### TO DO
Reproduce every one of the entries below word for word, keeping each line as it appears.

### TASK INPUTS
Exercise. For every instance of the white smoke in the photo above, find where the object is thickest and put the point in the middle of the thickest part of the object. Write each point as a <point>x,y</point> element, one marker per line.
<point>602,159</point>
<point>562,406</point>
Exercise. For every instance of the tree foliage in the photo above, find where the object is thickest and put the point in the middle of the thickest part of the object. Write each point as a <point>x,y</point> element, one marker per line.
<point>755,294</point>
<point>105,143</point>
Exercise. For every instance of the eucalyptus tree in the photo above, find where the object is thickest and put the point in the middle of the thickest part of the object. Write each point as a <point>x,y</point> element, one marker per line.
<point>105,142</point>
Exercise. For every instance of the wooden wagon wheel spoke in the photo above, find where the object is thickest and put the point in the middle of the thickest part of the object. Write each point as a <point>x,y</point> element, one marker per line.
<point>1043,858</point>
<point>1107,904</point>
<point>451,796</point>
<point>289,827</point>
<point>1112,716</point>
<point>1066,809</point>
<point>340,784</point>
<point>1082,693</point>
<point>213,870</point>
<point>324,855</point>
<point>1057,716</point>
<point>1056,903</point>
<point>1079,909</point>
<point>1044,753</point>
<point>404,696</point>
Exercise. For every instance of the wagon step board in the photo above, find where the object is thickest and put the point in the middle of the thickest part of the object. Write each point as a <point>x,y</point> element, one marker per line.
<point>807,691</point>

### REPLY
Exercise. For every instance of the white smoke in the photo above, find where the object is thickest and put the point in the middle of the thickest part of the object. Write each point as a <point>x,y</point> element, one marker per line.
<point>602,159</point>
<point>562,406</point>
Exercise. For every instance of the tree foliage in the photo above, find where the object is thickest and put the point in the middle of the thickest part of the object. Write each point as a <point>x,y</point> element, one marker per line.
<point>755,294</point>
<point>105,143</point>
Exercise. For every instance of the eucalyptus tree in the photo above, find where the object is thickest and put the point in the middle of the thickest part of the object. Write each point as a <point>x,y</point> element, one marker per line.
<point>105,142</point>
Exercise. For every instance of the wooden wagon wheel spoke in the photo above, find where the object is thickest and put the point in the middle of the thickest part of the object. Write each point as a <point>x,y</point> element, one marker per line.
<point>1043,858</point>
<point>1107,904</point>
<point>451,796</point>
<point>289,827</point>
<point>1112,716</point>
<point>1066,809</point>
<point>340,784</point>
<point>1082,693</point>
<point>213,870</point>
<point>324,855</point>
<point>1057,716</point>
<point>1056,903</point>
<point>1079,909</point>
<point>1044,753</point>
<point>404,696</point>
Exercise. For every instance of the wagon step board in the photo above, find where the object is thickest and put the point in the middle of the thickest part of the object. Write each point as a <point>x,y</point> element, one marker per line.
<point>807,691</point>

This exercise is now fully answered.